> _Work required_
Nothing in the entries may be altered; copy them in full.
===== Data provided
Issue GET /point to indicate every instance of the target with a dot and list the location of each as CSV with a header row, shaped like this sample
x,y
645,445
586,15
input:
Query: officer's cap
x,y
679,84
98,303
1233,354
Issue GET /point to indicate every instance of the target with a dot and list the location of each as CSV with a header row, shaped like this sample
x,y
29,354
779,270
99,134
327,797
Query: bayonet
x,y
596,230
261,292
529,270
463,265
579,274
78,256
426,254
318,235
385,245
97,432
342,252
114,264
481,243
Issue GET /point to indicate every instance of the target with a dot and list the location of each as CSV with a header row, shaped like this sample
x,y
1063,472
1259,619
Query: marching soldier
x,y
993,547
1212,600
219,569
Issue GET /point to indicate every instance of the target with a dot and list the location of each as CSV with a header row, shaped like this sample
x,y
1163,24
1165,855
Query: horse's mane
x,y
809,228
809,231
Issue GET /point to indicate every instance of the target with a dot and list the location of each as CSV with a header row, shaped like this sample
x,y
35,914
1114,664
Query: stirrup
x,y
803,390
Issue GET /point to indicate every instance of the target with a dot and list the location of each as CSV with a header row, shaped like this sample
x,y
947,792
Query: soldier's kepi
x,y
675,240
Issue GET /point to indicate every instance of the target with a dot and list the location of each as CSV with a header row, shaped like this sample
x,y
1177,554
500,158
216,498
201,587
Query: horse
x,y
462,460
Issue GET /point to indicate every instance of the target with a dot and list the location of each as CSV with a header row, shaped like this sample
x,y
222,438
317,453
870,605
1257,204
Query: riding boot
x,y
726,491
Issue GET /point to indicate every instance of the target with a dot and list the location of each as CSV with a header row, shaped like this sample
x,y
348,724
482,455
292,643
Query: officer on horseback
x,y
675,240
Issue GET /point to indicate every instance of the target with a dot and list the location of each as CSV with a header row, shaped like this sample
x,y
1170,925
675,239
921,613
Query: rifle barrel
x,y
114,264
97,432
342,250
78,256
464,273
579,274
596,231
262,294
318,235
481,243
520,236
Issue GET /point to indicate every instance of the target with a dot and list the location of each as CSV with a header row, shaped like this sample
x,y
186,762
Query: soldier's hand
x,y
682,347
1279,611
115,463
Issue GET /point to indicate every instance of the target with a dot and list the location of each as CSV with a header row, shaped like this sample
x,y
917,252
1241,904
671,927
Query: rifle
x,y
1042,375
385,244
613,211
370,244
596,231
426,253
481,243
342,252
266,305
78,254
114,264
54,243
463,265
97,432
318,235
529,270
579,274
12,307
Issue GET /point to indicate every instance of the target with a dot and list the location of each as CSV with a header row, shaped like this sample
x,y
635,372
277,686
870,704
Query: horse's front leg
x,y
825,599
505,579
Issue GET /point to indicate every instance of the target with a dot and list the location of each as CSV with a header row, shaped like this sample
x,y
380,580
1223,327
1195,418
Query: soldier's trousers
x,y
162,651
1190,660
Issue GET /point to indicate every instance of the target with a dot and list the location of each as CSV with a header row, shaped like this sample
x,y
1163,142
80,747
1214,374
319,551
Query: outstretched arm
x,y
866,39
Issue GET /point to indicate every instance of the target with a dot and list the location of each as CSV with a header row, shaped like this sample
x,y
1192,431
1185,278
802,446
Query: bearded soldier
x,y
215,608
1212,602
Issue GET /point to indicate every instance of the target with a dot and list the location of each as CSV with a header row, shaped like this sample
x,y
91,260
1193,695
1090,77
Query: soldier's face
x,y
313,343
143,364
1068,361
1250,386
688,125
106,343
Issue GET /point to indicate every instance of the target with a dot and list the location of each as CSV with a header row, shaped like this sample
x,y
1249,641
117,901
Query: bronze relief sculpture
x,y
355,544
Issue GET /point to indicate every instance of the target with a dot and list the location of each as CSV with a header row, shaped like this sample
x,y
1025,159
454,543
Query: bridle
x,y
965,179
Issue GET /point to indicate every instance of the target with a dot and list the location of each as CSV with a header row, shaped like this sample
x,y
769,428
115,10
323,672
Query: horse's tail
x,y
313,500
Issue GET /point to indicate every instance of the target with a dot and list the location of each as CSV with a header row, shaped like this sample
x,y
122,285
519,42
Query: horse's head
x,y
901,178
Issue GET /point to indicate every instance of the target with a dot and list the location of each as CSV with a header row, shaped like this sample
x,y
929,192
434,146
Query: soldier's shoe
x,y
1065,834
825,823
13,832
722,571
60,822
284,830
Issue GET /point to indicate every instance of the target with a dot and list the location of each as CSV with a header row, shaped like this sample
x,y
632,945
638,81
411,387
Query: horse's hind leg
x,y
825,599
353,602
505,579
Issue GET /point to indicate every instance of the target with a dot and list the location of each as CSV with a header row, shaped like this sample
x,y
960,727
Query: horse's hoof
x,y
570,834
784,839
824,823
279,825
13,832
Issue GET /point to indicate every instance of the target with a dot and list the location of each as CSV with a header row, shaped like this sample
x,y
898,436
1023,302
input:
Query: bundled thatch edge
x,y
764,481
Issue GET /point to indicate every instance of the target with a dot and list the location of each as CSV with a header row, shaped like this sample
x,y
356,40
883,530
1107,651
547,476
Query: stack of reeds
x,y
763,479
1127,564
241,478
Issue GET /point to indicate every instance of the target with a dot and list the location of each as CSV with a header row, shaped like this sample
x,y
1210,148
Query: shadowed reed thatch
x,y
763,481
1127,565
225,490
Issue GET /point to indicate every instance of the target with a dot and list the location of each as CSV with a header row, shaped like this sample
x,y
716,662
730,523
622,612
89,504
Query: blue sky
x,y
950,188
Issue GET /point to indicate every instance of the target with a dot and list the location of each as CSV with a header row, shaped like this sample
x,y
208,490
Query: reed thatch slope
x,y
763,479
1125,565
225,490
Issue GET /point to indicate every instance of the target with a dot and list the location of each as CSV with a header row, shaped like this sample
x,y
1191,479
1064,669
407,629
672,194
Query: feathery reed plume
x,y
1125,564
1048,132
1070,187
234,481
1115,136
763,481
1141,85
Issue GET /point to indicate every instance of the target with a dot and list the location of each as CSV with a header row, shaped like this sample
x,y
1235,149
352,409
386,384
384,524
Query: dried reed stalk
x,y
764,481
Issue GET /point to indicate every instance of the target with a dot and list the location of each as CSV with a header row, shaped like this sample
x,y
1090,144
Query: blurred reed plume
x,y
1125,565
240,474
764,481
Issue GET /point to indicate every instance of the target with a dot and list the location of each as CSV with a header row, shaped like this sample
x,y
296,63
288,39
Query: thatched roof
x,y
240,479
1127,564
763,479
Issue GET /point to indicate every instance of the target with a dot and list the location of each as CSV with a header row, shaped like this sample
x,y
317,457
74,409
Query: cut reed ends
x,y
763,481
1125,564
==========
> _Solved problem_
Issue GET /point to indicate every instance of the target with a dot and list the location of each as CSV with a header row, shaped like this sample
x,y
645,445
586,15
input:
Query: officer's cap
x,y
679,84
98,303
1233,354
Issue GET /point to indicate every instance of the target with a dot and list the location of each as CSV with a header row, shaped like this sample
x,y
29,354
779,270
99,134
327,797
Query: bayonet
x,y
596,230
261,292
529,270
463,265
579,274
78,256
426,254
318,235
385,245
97,432
342,252
114,264
481,243
Issue GET /point to indicate every instance of the target with a dot and list the location of each as CSV with a header row, shaped like this sample
x,y
1063,472
1259,619
Query: marching soldier
x,y
993,547
1212,600
219,569
Issue GET /point to indicate every instance of the target with a dot and list the location of each as CSV with a header row, shaped like this sample
x,y
1163,24
1165,855
Query: horse's mane
x,y
809,228
809,231
Issue GET /point to indicate every instance of the target with a dot and list the location of each as CSV with a header row, shaped like this sample
x,y
35,914
1114,664
Query: stirrup
x,y
803,390
Issue GET /point to indicate every instance of the target with a dot and list the location of each as CSV with a header row, shaped like this sample
x,y
947,792
Query: soldier's kepi
x,y
675,240
Issue GET /point to indicate every instance of the target with a dot and list the location of each as CSV with a header row, shaped like this sample
x,y
1177,554
500,158
216,498
201,587
Query: horse
x,y
462,460
Issue GET /point to indicate every instance of the target with a dot and list the location of each as CSV with a header row, shaped like this sample
x,y
222,438
317,453
870,605
1257,204
Query: riding boot
x,y
726,491
Issue GET /point to indicate every instance of the target with a dot and list the location of each as CSV with a header row, shaped like this sample
x,y
348,724
482,455
292,643
Query: officer on horseback
x,y
675,240
Issue GET /point to indicate every instance of the target with a dot and list the location of each as CSV with a header row, shaped like this sample
x,y
1170,925
675,239
921,613
Query: rifle barrel
x,y
114,264
97,432
342,250
78,256
464,273
579,274
596,231
262,294
318,235
481,243
520,236
Issue GET /point to indicate every instance of the target with a dot and list the location of each as CSV with a header row, shaped like this sample
x,y
186,762
Query: soldier's hand
x,y
682,347
1279,611
115,463
Issue GET /point to indicate every instance of the target with a dot and list the location of each as CSV with a header row, shaped like this sample
x,y
917,252
1241,904
671,927
Query: rifle
x,y
1042,375
385,244
613,211
370,244
596,231
426,253
481,243
342,252
266,305
78,254
114,264
54,243
463,265
97,432
318,235
529,270
579,274
12,307
Issue GET /point to indicate every instance of the target with a dot and list the location of each as CSV with a header row, shaped like this sample
x,y
635,372
277,686
870,704
Query: horse's front leg
x,y
825,599
505,579
Issue GET /point to indicate every instance of the target with a dot and list the location of each as CSV with a header row, shaped like this sample
x,y
380,580
1223,327
1195,418
Query: soldier's trousers
x,y
162,651
1190,660
Issue GET /point to indicate every instance of the target with a dot and list the location of each as CSV with a header row, shaped like this sample
x,y
1163,142
80,747
1214,374
319,551
Query: outstretched arm
x,y
866,39
Issue GET /point to indicate every instance of the target with a dot and list the location of each as CSV with a header row, shaped like this sample
x,y
1192,431
1185,278
802,446
Query: bearded soldier
x,y
215,608
1212,602
Issue GET /point to indicate every instance of the target with a dot and list the location of each as CSV with a header row, shaped like this sample
x,y
91,260
1193,695
1090,77
Query: soldier's face
x,y
313,343
143,364
1068,361
1250,386
688,125
106,343
Issue GET /point to indicate every instance of the target with a dot and list the location of each as CSV with a header row, shaped like this sample
x,y
1249,641
117,901
Query: bronze relief sculpture
x,y
355,544
Issue GET /point to indicate every instance of the target with a dot and list the location of each as CSV with a header row, shaped like this sample
x,y
1025,159
454,543
Query: bridle
x,y
965,179
Issue GET /point to indicate every instance of the target with a dot and list the location of each as CSV with a header row, shaped like this sample
x,y
769,428
115,10
323,672
Query: horse's tail
x,y
313,500
Issue GET /point to indicate every instance of the target with a dot and list the location of each as CSV with a header row, shaped like this sample
x,y
122,285
519,42
Query: horse's head
x,y
901,178
Issue GET /point to indicate every instance of the target with a dot and list the location of each as CSV with a header row, shaped like this sample
x,y
929,192
434,146
Query: soldier's shoe
x,y
1065,834
825,823
13,832
722,571
60,822
284,830
Issue GET /point to indicate every instance of the target with a dot and list the location of each as CSV with a header row, shaped like this sample
x,y
632,945
638,81
411,387
Query: horse's hind leg
x,y
825,599
353,602
505,579
Issue GET /point to indicate every instance of the target with a dot and list the location of each as CSV with a header row, shaped like this sample
x,y
960,727
Query: horse's hoof
x,y
570,834
784,839
824,823
279,825
13,832
Issue GET /point to indicate every instance of the target with a dot and list the location of each as CSV with a header row, shaped like this sample
x,y
898,436
1023,302
input:
Query: bundled thatch edge
x,y
764,481
Issue GET /point to indicate every instance of the target with a dot and list the location of each as CSV with a header row, shaped like this sample
x,y
356,40
883,530
1107,651
547,476
Query: stack of reeds
x,y
763,479
1127,564
241,478
Issue GET /point to indicate every instance of the target with a dot and list the location of each as CSV with a header row, shaped like this sample
x,y
1210,148
Query: shadowed reed thatch
x,y
763,481
1127,565
225,490
Issue GET /point to indicate every instance of the target with a dot and list the location of each as CSV with a header row, shaped like this sample
x,y
716,662
730,523
622,612
89,504
Query: blue sky
x,y
950,188
Issue GET /point to indicate every instance of the target with a dot and list the location of each as CSV with a header row, shaped like this sample
x,y
208,490
Query: reed thatch slope
x,y
763,479
1125,565
225,490
Issue GET /point to indicate every instance of the target with a dot and list the location of each as CSV with a header row, shaped like this sample
x,y
1191,479
1064,669
407,629
672,194
Query: feathery reed plume
x,y
1125,564
1048,132
1070,187
234,481
1115,136
763,481
1141,85
Issue GET /point to indicate every instance of the target with a dot and list the location of each as CSV with a header row, shaped like this sample
x,y
1235,149
352,409
386,384
384,524
Query: dried reed stalk
x,y
764,481
Issue GET /point to indicate every instance of the target with a dot and list the location of each as CSV with a header row, shaped like this sample
x,y
1090,144
Query: blurred reed plume
x,y
1125,565
240,474
764,481
Issue GET /point to indicate every instance of the target with a dot and list the location of each as CSV with a header row, shaped like this sample
x,y
296,63
288,39
Query: thatched roof
x,y
240,479
1127,564
763,479
Issue GET /point to indicate every instance of the target with a dot and list the location of each as CSV with a header row, shaped like this sample
x,y
317,457
74,409
Query: cut reed ends
x,y
763,481
1125,564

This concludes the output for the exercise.